• STATED EXERCISE 1
In the software test system description, list every component that is given a reference numeral, along with its numeral.
• STATED EXERCISE 2
Carry on the software test system description from its last sentence, adding one paragraph in the same style.

• GIVEN TEXT
#####

Furthermore, one or more embodiments described herein may be implemented through the use of logic instructions that are executable by one or more processors of a computing device, including a server computing device. These instructions may be carried on a computer-readable medium. In particular, machines shown with embodiments herein include processor(s) and various forms of memory for storing data and instructions. Examples of computer-readable mediums and computer storage mediums include portable memory storage units, and flash memory (such as carried on smartphones). A server computing device as described herein utilizes processors, memory, and logic instructions stored on computer-readable medium. Embodiments described herein may be implemented in the form of computer processor-executable logic instructions or programs stored on computer memory mediums.

System Description

FIG. 1 illustrates, in an example embodiment, automated test logic module 105 hosted at server computing device 101, within networked automated software test system 100. While remote server computing device 101 is depicted as including automated test logic module 105, it is contemplated that, in alternate embodiments, alternate computing devices 102 a-n, including desktop or laptop computers, in communication via network 107 with server 101, may include one or more portions of automated test logic module 105, the latter embodied according to computer processor-executable instructions stored within a non-transitory memory. Database 103 may be communicatively accessible to server computing device 101 (also referred to as server 101 herein) and computing devices 102 a-n.

#####

• DATA EXCERPT
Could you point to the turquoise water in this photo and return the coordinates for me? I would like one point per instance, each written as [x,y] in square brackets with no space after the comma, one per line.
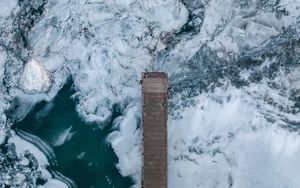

#####

• RESPONSE 1
- Networked automated software test system 100
- Server computing device 101
- Computing devices 102 a-n
- Database 103
- Automated test logic module 105
- Network 107

• RESPONSE 2
In one embodiment, users may access a memory of server computing device 101 from client computing devices 102 a-n in a cloud network arrangement to author, or define, test cases for regression testing of enterprise software applications, for example, whenever revised or updated versions of the software are released into production. Authoring, or defining, the test case may include version number information for a software application to be tested in regard to a specific software update or release, in conjunction with a test case definition from at least one client machine of the set of client machines 102 a-n. In this manner, the test automation system 100 described herein may be provided as an on-demand service hosted at server device 101 in conjunction with database 103 and made available to users of cloud-connected client computing devices 102 a-n.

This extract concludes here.